[Labeled-object pointing entries]
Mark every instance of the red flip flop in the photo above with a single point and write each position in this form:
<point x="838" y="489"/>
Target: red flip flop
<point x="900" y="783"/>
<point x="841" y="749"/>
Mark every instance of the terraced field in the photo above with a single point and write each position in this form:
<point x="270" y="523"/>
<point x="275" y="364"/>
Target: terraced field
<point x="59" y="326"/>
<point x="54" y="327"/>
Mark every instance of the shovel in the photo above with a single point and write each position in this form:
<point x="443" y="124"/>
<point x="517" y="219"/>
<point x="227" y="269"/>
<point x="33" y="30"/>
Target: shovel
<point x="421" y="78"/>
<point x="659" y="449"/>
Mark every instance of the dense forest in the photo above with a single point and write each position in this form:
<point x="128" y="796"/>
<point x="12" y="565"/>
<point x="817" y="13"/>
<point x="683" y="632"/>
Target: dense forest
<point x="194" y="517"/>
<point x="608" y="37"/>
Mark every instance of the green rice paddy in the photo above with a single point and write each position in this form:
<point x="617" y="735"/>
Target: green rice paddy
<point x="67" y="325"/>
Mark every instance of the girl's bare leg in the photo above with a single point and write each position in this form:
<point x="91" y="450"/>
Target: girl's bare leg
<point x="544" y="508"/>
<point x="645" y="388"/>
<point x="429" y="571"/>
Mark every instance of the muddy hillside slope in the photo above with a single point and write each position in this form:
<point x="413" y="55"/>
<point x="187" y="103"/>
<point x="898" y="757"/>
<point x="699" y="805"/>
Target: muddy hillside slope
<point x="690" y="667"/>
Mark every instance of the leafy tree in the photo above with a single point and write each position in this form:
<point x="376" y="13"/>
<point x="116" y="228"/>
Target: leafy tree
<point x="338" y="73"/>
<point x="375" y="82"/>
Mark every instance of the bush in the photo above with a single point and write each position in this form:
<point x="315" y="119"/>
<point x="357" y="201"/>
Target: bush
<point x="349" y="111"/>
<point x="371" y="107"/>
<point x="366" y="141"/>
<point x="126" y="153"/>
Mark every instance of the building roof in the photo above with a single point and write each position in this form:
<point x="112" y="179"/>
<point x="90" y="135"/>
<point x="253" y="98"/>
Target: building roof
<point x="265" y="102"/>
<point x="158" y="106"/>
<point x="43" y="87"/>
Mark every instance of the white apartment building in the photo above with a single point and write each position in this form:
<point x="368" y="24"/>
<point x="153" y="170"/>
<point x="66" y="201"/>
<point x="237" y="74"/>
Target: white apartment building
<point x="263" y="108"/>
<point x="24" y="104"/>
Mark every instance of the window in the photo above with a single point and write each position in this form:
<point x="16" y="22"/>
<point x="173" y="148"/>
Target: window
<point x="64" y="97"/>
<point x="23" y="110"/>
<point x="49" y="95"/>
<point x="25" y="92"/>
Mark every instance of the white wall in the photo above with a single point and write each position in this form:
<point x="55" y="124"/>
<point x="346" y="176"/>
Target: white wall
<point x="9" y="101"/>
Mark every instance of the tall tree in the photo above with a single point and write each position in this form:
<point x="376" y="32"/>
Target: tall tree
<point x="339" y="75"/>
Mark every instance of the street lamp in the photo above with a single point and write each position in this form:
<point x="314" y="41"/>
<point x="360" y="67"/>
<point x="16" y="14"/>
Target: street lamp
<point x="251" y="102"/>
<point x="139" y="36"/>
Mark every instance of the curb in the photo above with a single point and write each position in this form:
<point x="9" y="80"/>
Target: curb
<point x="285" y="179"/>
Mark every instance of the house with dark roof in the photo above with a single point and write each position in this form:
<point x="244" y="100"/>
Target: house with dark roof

### AIM OF THE TASK:
Return every entry verbatim.

### SOLUTION:
Mark every instance of the red flip flop in the photo above with a single point and write each position in this form:
<point x="838" y="489"/>
Target: red flip flop
<point x="900" y="783"/>
<point x="841" y="749"/>
Mark every instance of the terraced field in the photo above with a single point and write each position in this form:
<point x="270" y="523"/>
<point x="275" y="364"/>
Target: terraced field
<point x="59" y="326"/>
<point x="54" y="327"/>
Mark every instance of the shovel in the photo above with a single point and write each position in this form:
<point x="443" y="124"/>
<point x="517" y="219"/>
<point x="227" y="269"/>
<point x="33" y="30"/>
Target: shovel
<point x="421" y="78"/>
<point x="659" y="449"/>
Mark every instance of the dense forest in the photo above with a single point and write each position in this form:
<point x="128" y="796"/>
<point x="12" y="565"/>
<point x="817" y="13"/>
<point x="683" y="632"/>
Target: dense forest
<point x="194" y="517"/>
<point x="608" y="37"/>
Mark every instance of the green rice paddy in the photo above with a single point and write each position in this form:
<point x="617" y="735"/>
Target: green rice paddy
<point x="67" y="325"/>
Mark every instance of the girl's bare leg in the photo above with a single point and write each position in this form:
<point x="91" y="450"/>
Target: girl's bare leg
<point x="544" y="508"/>
<point x="645" y="388"/>
<point x="429" y="571"/>
Mark every instance of the muddy hillside slope in the photo above with a single point and write each position in this form:
<point x="413" y="55"/>
<point x="187" y="103"/>
<point x="898" y="757"/>
<point x="699" y="805"/>
Target: muddy hillside slope
<point x="690" y="667"/>
Mark every instance of the leafy tree in the photo above with a single point and write each position in this form:
<point x="376" y="13"/>
<point x="116" y="228"/>
Target: leafy tree
<point x="338" y="73"/>
<point x="375" y="82"/>
Mark every instance of the bush in the photo above with a single point and write each position in this form:
<point x="315" y="119"/>
<point x="357" y="201"/>
Target: bush
<point x="349" y="111"/>
<point x="371" y="107"/>
<point x="366" y="141"/>
<point x="126" y="153"/>
Mark every instance of the building roof in the photo above with a single point and write each position in this form:
<point x="112" y="179"/>
<point x="90" y="135"/>
<point x="253" y="98"/>
Target: building roof
<point x="265" y="102"/>
<point x="158" y="106"/>
<point x="43" y="87"/>
Mark every instance of the white apartment building in the photo above with a single point and write each position in this form:
<point x="368" y="24"/>
<point x="153" y="170"/>
<point x="66" y="201"/>
<point x="237" y="74"/>
Target: white apartment building
<point x="263" y="108"/>
<point x="24" y="104"/>
Mark every instance of the window in the photo above with a single point and write each position in this form:
<point x="16" y="22"/>
<point x="173" y="148"/>
Target: window
<point x="64" y="97"/>
<point x="23" y="110"/>
<point x="49" y="95"/>
<point x="25" y="92"/>
Mark every instance of the white wall in the photo above with a single point and write each position in this form:
<point x="55" y="124"/>
<point x="346" y="176"/>
Target: white wall
<point x="9" y="101"/>
Mark every instance of the tall tree in the photo above with a single point and write each position in this form:
<point x="376" y="32"/>
Target: tall tree
<point x="339" y="75"/>
Mark every instance of the street lamp in the photo above with a single point and write each position in this form:
<point x="314" y="41"/>
<point x="360" y="67"/>
<point x="16" y="14"/>
Target: street lamp
<point x="251" y="102"/>
<point x="139" y="36"/>
Mark every instance of the curb in the photo above with a single point and write each position in this form:
<point x="9" y="80"/>
Target: curb
<point x="285" y="179"/>
Mark every instance of the house with dark roof in the photo above with a single point and write each position in this form:
<point x="244" y="100"/>
Target: house with dark roof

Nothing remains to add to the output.